▸ GOAL: Copy out the lines below word for word, starting at the line that contains "Put a marker on each instance of the grass" and ending at the final line of the items.

Excerpts from a point labeling dataset:
....................
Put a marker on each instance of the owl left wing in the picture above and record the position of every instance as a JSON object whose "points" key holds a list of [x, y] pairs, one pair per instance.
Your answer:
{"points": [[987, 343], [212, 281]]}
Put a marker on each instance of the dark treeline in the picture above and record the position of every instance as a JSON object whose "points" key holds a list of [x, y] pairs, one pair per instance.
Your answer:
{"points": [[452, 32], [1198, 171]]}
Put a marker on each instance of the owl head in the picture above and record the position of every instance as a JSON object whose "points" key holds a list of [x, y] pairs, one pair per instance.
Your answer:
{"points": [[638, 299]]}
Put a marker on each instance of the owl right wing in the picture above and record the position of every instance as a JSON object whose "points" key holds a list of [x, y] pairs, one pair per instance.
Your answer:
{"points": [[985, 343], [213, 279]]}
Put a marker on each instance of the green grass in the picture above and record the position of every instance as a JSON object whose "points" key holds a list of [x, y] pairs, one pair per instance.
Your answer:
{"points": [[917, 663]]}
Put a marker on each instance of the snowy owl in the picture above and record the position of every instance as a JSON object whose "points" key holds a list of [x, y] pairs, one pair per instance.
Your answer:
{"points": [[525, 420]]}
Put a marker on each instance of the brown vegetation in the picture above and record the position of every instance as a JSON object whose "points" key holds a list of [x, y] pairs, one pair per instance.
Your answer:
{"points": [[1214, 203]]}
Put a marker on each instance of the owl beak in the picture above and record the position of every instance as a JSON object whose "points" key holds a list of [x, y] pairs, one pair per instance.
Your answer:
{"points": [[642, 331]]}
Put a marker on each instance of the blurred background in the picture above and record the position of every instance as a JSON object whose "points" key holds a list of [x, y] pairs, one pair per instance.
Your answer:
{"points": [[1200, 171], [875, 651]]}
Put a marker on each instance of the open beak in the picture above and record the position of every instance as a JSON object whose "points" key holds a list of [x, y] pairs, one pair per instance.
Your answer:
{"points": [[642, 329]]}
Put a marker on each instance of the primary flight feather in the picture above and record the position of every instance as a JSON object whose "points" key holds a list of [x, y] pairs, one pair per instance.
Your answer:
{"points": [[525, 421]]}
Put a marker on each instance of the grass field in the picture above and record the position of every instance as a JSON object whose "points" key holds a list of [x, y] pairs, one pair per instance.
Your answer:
....................
▸ OUTPUT FOR THIS TASK:
Put a marker on each instance of the grass field in the picture above and record the position of every instance as a JSON object whose "points" key holds a list of [x, y] pairs, one pair per instance.
Your answer:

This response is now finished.